Stored data:
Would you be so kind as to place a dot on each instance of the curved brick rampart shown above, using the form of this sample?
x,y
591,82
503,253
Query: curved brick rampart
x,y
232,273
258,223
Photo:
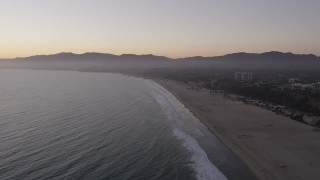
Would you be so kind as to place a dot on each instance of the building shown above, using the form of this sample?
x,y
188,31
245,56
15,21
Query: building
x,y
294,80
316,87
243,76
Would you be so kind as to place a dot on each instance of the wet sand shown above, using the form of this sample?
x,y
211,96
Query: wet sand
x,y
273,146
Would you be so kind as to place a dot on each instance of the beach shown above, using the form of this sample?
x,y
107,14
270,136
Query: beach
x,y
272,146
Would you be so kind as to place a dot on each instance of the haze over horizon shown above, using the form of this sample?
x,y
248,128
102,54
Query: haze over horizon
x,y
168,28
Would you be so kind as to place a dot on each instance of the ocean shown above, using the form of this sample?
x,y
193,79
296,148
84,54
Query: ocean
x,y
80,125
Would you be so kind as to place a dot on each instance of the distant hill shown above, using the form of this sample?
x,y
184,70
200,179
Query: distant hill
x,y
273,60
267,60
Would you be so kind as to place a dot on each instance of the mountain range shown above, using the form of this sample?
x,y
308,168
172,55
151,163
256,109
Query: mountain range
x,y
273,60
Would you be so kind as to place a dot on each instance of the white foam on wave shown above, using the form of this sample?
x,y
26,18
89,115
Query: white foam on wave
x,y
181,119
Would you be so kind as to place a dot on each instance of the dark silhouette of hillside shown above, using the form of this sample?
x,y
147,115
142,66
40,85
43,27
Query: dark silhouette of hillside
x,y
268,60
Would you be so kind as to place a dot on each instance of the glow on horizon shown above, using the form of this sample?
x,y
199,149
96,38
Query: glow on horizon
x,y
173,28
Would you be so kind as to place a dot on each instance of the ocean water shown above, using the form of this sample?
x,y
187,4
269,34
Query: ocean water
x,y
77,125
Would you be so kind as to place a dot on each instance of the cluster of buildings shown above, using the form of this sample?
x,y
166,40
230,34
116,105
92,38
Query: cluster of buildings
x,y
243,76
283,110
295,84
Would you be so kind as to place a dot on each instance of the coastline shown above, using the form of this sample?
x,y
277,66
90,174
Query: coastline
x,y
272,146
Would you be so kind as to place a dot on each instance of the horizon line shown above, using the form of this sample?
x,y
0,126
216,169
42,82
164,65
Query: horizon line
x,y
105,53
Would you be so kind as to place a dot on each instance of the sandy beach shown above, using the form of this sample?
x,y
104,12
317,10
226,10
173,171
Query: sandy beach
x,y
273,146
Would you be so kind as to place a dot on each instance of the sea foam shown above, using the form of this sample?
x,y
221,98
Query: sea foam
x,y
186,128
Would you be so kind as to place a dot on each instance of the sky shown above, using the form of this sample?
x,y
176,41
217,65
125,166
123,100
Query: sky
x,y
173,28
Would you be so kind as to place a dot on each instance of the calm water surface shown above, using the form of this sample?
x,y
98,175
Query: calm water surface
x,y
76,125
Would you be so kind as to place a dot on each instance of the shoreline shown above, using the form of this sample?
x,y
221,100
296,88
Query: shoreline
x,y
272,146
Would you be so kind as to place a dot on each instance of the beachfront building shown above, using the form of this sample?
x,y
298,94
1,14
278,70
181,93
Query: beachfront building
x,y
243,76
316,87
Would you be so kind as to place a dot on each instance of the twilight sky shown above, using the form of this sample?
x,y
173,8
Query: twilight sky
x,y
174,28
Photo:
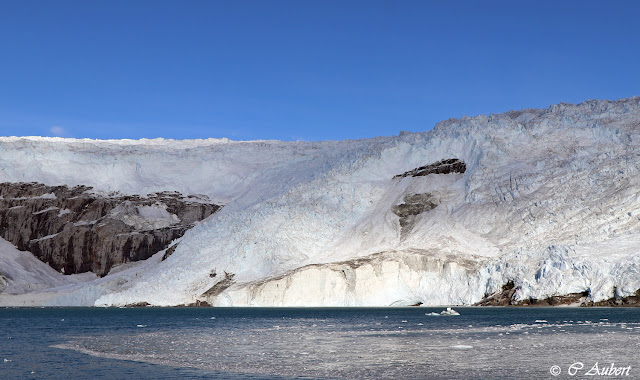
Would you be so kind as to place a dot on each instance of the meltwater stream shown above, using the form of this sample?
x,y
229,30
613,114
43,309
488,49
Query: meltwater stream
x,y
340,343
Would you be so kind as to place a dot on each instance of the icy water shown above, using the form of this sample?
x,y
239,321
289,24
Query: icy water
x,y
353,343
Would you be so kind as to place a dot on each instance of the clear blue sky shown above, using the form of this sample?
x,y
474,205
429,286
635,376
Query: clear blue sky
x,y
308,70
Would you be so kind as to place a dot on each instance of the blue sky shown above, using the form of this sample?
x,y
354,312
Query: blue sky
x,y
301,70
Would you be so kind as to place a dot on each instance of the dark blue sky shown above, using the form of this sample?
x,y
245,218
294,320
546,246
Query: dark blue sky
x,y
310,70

Your instructions: Transcribe all of the lines above without alteration, omitting the pictures.

Exercise response:
Would you be so kind as to place a dot on each instance of the curved brick rampart shown above, using the form of this sample?
x,y
591,82
503,253
Query: curved brick rampart
x,y
232,273
258,223
Photo:
Would you be so kind as to place a dot on each instance of the building shown above, using the form of this sample?
x,y
188,31
245,56
15,21
Query: building
x,y
294,80
316,87
243,76
Would you be so kind as to place a dot on each instance of the wet sand shown above, using the form of this sample?
x,y
211,96
Query: wet sand
x,y
273,146
Would you be so kind as to place a dot on each instance of the beach shown above, using the form of this sample?
x,y
107,14
270,136
Query: beach
x,y
272,146
Would you be so kind as to place a dot on each instance of the haze over horizon shown above, using the form of this sample?
x,y
248,128
102,54
Query: haze over horizon
x,y
168,28
Would you be so kind as to place a dot on each instance of the ocean shown above, using the form of this sample?
x,y
193,79
296,148
84,54
Query: ocean
x,y
80,125
Would you be so kind as to place a dot on each instance of the distant hill shown above, using the form of this sample?
x,y
184,70
200,179
Query: distant hill
x,y
273,60
267,60
Would you be so kind as to place a dot on each instance of the mountain range shown above, using the form of this sample?
x,y
308,168
172,55
151,163
256,109
Query: mountain range
x,y
273,60
Would you be so kind as to place a dot on each instance of the white foam on wave shown above, using the form of this sample?
x,y
26,18
89,115
Query: white foam on wave
x,y
181,119
Would you be so kind as to place a dot on each instance of the dark silhouette of hillside shown above, using the form of this sample?
x,y
147,115
142,66
40,85
43,27
Query: dark silhouette of hillside
x,y
268,60
Would you be so kind as to place a dot on each instance of the glow on horizon shown above, using the form of this sample?
x,y
199,149
96,38
Query: glow on horizon
x,y
173,28
Would you be so kind as to place a dot on each instance of the ocean water shown above, using the form of this sample?
x,y
187,4
269,34
Query: ocean water
x,y
77,125
Would you be so kind as to place a dot on each instance of the cluster of buildings shown above, using the form of this sample?
x,y
166,40
230,34
116,105
92,38
Query: cluster of buildings
x,y
243,76
283,110
295,84
Would you be so kind as to place a dot on each instance of the coastline shown above, using the form of this sample?
x,y
277,66
90,174
Query: coastline
x,y
272,146
Would you be so kind as to place a dot on each instance of the horizon line shown above, using the form of this sample?
x,y
0,126
216,169
42,82
164,65
Query: horizon line
x,y
105,53
Would you be so kind as to place a dot on each instance of the sandy beach shown above, using the form of this sample?
x,y
104,12
317,10
226,10
173,171
Query: sandy beach
x,y
273,146
Would you be so kind as to place a dot on each instance of the sea foam shown above, using the form of this sample?
x,y
221,98
Query: sea foam
x,y
186,128
Would you be so kind as to place a dot on each instance of the sky shown above, using the form of this sample?
x,y
176,41
217,65
125,166
123,100
Query: sky
x,y
173,28
Would you be so kind as to place a dot on each instance of the calm water surface shown above, using the form of this sample?
x,y
98,175
Query: calm water surface
x,y
76,125
Would you be so kind as to place a dot on each instance of the shoreline shown above, using the form of this sample?
x,y
221,100
296,88
Query: shoreline
x,y
272,146
Would you be so kind as to place a dot on each instance of the beachfront building shown above, using the form of this sample?
x,y
298,94
1,14
278,70
181,93
Query: beachfront building
x,y
243,76
316,87
Would you be so kind as to place a dot on each instance of the twilight sky shown above, using the form of this sample?
x,y
173,8
Query: twilight sky
x,y
174,28
Photo:
Would you be so kind as to place a dot on each instance of the meltwater stream shown above, using the form of this sample?
x,y
229,30
613,114
43,309
488,49
Query: meltwater stream
x,y
340,343
Would you be so kind as to place a dot on each instance of the icy water shown above, using the form of this sample?
x,y
239,321
289,24
Query: icy water
x,y
353,343
Would you be so kind as to place a dot on each instance of the clear blue sky shown above, using the form of this sample?
x,y
474,205
429,286
635,376
Query: clear blue sky
x,y
308,70
Would you be so kind as to place a dot on each instance of the blue sky shown above, using the form of this sample?
x,y
354,312
Query: blue sky
x,y
301,70
Would you be so kind as to place a dot on each instance of the dark blue sky shown above, using the form of this sample?
x,y
245,218
294,320
546,246
Query: dark blue sky
x,y
310,70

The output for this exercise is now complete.